- **Tarefa 1**:
Localize e copie todas as linhas da listagem abaixo que contêm a palavra "below", diferenciando maiúsculas de minúsculas.

- **Documento de origem**:

Acórdão nº 1393/12.2TBFLG-A.P1 de Court of Appeal of Porto (Portugal), 15 de Junho de 2015
Magistrado Responsável | JOS |
Data da Resolução | 15 de Junho de 2015 |
Emissor | Court of Appeal of Porto (Portugal) |
Sumário (da responsabilidade do relator): 1 – O regime insolvencial do contrato de locação financeira é o previsto nos artigos 102 e 104 do CIRE e não no artigo 108 deste mesmo diploma. 2 – Sendo o insolvente o locatário, e encontrando-se ele na posse da coisa locada, aquele regime resulta da conjugação do disposto nos artigos 102 e 104, n.º 3 do CIRE.
Processo 1393/12.2TBFLG-A.P1 Recorrente – B… Recorrido – C…, SA Relator: José Eusébio Almeida; Adjuntos: Carlos Gil e Carlos Querido.
Acordam na Secção Cível do Tribunal da Relação do Porto: 1 - Relatório 1.1 – Os autos na 1.ª instância: B… deduziu oposição à execução que lhe move o C…, SA e pediu que a mesma (a) seja julgada extinta ou, caso assim se não entenda, que (b) seja reduzida a quantia exequenda; (c) se declare que com a execução do imóvel dado em garantia, a oponente nada deve; (d) se declare a inexigibilidade da quantia exequenda no respeitante a juros moratórios liquidados, juntamente com o capital alegadamente em dívida e, caso assim se não entenda, (e) a redução da quantia exequenda ao capital que se apurar em dívida, deduzidos “os juros exorbitantes e cláusulas penais”.
Alegou a oponente, em síntese, que se verifica litispendência e que inexiste título executivo; impugnou a quantia exequenda e a existência de resolução do contrato de locação financeira, tanto mais que a executada esta só deixou de pagar as prestações quando entrou em processo de insolvência. Acrescenta que, por haver garantia superior ao débito, o exequente abusa do direito de ação e encontram-se pagas inúmeras prestações, não havendo direito ao recebimento de quantia superior à do capital de dívida. A exequente contestou (fls. 22 e ss.), impugnando o alegado pela oponente e concluindo pela improcedência da oposição.

- **Tarefa 2**:
Liste os magistrados indicados no acórdão acima como relator e adjuntos, com a função de cada um.

- **Listagem**:
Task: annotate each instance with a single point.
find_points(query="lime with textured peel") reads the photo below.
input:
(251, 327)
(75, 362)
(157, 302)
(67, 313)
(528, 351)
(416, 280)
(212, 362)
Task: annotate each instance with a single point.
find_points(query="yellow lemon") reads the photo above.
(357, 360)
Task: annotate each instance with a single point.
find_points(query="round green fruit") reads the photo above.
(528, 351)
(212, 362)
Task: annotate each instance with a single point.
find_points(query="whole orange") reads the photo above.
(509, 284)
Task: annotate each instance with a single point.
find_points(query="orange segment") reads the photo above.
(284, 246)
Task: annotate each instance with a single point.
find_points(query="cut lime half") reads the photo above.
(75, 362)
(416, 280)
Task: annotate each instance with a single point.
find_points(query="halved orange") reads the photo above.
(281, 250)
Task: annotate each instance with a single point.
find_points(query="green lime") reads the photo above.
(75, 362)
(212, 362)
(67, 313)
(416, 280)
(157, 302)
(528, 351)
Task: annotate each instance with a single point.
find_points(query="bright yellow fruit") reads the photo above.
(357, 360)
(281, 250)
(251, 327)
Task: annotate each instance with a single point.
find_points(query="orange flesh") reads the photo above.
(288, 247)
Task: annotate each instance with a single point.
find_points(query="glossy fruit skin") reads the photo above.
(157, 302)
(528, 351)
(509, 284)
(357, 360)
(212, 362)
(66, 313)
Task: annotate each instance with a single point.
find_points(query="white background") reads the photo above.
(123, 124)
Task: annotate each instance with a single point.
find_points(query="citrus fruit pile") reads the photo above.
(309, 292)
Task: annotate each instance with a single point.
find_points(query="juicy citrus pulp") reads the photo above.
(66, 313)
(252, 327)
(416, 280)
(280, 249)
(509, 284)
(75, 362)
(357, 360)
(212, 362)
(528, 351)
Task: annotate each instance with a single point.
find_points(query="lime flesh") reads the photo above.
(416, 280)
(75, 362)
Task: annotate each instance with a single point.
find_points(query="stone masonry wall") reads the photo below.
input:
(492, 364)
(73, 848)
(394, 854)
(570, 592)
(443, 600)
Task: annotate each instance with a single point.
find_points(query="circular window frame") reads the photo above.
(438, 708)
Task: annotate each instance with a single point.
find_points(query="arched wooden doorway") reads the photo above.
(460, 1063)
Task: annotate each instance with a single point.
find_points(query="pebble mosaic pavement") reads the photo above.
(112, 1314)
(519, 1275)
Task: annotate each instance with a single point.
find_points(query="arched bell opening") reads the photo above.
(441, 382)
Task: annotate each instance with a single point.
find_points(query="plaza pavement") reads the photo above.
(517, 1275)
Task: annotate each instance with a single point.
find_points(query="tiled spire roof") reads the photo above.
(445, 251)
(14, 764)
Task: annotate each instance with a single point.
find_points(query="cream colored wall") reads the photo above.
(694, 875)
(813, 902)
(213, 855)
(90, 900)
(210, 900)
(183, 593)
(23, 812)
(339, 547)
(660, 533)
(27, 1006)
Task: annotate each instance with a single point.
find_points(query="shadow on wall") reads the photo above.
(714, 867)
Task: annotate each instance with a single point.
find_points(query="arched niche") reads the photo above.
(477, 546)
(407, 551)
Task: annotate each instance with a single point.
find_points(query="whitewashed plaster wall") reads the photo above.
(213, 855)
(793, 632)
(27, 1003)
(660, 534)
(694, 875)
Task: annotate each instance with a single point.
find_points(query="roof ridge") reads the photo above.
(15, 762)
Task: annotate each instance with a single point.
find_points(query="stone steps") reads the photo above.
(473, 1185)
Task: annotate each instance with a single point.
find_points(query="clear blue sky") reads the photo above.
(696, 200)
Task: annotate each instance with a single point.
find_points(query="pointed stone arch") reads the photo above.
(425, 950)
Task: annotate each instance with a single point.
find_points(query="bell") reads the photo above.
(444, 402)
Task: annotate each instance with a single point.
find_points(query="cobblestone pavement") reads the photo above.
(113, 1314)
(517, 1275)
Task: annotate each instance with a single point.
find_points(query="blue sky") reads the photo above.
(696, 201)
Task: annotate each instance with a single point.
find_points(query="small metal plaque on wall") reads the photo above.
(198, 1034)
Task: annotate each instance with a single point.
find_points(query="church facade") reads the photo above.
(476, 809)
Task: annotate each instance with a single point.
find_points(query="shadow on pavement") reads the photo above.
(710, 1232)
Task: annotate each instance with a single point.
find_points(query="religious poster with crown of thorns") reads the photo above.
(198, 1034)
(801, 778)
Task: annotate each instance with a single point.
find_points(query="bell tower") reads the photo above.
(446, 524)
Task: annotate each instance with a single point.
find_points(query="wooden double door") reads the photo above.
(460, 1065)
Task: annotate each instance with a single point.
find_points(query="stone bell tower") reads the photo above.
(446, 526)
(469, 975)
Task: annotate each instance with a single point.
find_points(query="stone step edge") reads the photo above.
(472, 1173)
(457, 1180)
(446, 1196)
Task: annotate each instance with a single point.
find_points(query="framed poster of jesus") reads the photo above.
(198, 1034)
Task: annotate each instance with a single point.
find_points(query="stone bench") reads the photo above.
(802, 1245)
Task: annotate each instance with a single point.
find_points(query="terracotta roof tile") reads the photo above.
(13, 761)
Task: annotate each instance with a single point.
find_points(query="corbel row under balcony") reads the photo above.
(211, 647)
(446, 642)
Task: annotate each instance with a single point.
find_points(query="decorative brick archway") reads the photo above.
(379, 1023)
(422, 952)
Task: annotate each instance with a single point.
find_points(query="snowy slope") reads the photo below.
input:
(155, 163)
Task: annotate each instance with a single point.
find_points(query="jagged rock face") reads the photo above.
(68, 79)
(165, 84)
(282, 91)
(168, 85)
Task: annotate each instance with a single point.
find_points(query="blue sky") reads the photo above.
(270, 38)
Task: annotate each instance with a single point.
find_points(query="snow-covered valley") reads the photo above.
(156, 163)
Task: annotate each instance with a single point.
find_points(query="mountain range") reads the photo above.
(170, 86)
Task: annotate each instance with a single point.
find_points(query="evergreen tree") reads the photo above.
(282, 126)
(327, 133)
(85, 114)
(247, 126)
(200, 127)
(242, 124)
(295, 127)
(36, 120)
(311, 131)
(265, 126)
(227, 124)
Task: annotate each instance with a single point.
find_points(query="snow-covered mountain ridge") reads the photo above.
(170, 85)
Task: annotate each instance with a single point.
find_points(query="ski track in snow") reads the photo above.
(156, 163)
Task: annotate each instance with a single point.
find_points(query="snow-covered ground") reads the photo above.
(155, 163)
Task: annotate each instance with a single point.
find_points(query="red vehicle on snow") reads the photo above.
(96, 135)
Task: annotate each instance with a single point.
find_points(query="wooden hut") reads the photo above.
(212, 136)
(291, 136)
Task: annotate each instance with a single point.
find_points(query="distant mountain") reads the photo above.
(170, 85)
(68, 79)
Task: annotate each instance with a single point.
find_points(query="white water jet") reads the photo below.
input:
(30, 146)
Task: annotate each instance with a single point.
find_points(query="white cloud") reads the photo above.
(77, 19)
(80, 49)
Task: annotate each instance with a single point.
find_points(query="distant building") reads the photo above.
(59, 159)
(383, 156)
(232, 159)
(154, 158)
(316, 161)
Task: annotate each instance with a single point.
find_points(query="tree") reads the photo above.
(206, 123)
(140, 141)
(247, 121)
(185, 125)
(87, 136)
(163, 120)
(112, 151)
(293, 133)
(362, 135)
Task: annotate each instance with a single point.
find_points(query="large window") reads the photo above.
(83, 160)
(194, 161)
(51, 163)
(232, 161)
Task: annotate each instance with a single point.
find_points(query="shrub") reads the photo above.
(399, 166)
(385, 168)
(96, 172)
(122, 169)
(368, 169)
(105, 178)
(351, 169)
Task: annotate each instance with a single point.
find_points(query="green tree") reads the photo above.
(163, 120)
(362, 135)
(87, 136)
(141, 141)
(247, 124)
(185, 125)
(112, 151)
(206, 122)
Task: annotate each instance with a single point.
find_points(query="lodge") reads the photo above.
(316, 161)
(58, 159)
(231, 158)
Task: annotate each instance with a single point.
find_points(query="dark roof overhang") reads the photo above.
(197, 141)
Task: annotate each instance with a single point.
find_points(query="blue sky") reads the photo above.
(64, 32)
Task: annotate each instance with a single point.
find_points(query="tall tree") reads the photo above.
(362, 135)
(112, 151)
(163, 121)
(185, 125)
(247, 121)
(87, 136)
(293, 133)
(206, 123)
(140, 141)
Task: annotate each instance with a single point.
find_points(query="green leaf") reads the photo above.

- **Resposta do exercício 1**:
find_points(query="lime with textured peel") reads the photo below.
find_points(query="stone masonry wall") reads the photo below.
find_points(query="snowy slope") reads the photo below.
find_points(query="white water jet") reads the photo below.

- **Resposta do exercício 2**:
- José Eusébio Almeida: relator
- Carlos Gil: adjunto
- Carlos Querido: adjunto